読む文章:
# # #

自分は沖縄在住なのですが、関東に住んでいるいとこが沖縄に遊びに来たときに、スーパーに並んでいるお米を見たときに真空パックになっているのを見てびっくりしていました。
何気なく見ていた真空パックのお米が関東では見たことがないと言っていました。
いろいろネットでも調べてみたのですが、具体的な理由はわかりませんでした。
ぜひ調査していただき、理由がわかればと思っています。
言われてみたら、確かに沖縄のお米はカチカチの真空パック状態で販売されていることが多いような気がします。これって沖縄だけのことなんでしょうか?
ちょっと自信が無かったのでTwitterでも情報を募ってみたところ、ものすごい反響で多くの方からの情報が集まりました(38万インプレッションもあった)。頂いた意見をまとめると内地でも真空パックのお米は存在するが、沖縄みたいにほぼ全てが真空パックな訳では無い模様。「確かに言われたらそう!」という意見が多かったです。
そうなると次に気になるのはその理由。皆さんの推論をまとめてみると以下のように分類できました。

# # #

練習の課題:
上にある沖縄の真空パックのお米についての文章を、最後の一文のあとから書き継いでください。

データ一覧:
# # #

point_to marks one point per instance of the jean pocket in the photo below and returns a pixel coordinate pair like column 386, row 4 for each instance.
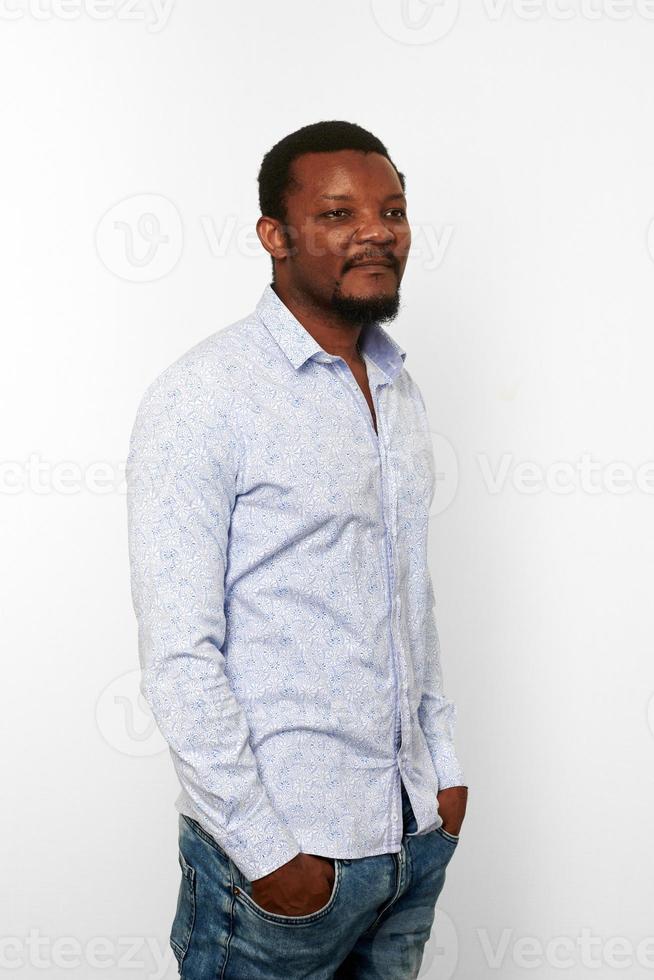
column 291, row 920
column 184, row 920
column 446, row 835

# # #

出力結果:
● 運送上のメリット説
・真空パックで固めていると船便などに積みやすい
・航空便だと気圧の関係で袋が膨らむので真空にしている
● 保存状態を良くする説
・沖縄の気候が高温多湿なのでその対策
・お米を劣化させないための工夫
● 化粧箱に入れるため
ここで出てくる「化粧箱にいれるため」というのは、沖縄の贈答品事情が関わるもので沖縄だとお中元やお歳暮に化粧箱に入れたお米を送ることが結構あったりします。化粧箱にお米を入れやすいように真空パックでカチカチにしているということですね。
化粧箱説については琉球新報の副読誌である「週間レキオ」でもインタビューを交えて紹介されています(お米のギフト、沖縄だけ!? - 週刊レキオ ~LEQUIO WORLD~)。
そう考えると「化粧箱説」がかなり有力になりますが、まだまだ釈然としない点も残ります。理由が化粧箱に入れるためだけであれば、お中元やお歳暮の時期のみ真空パックにすれば良いわけで、それだけが理由ではなさそうですよね。
というわけで、本日は「沖縄のお米はなぜ真空パックで売られているのか」その謎に迫りたいと思います。
輸送上のメリットはそこまでない
今回謎を明らかにすべくお伺いしたのは沖縄食糧株式会社。沖縄県民誰もが歌えるウェイクアップなCMソングのあの会社です。創立は1950(昭和25)年で琉球政府すらない時代。米軍政府の食糧配給機構が民営移管される形で設立されたという経緯を持ちます。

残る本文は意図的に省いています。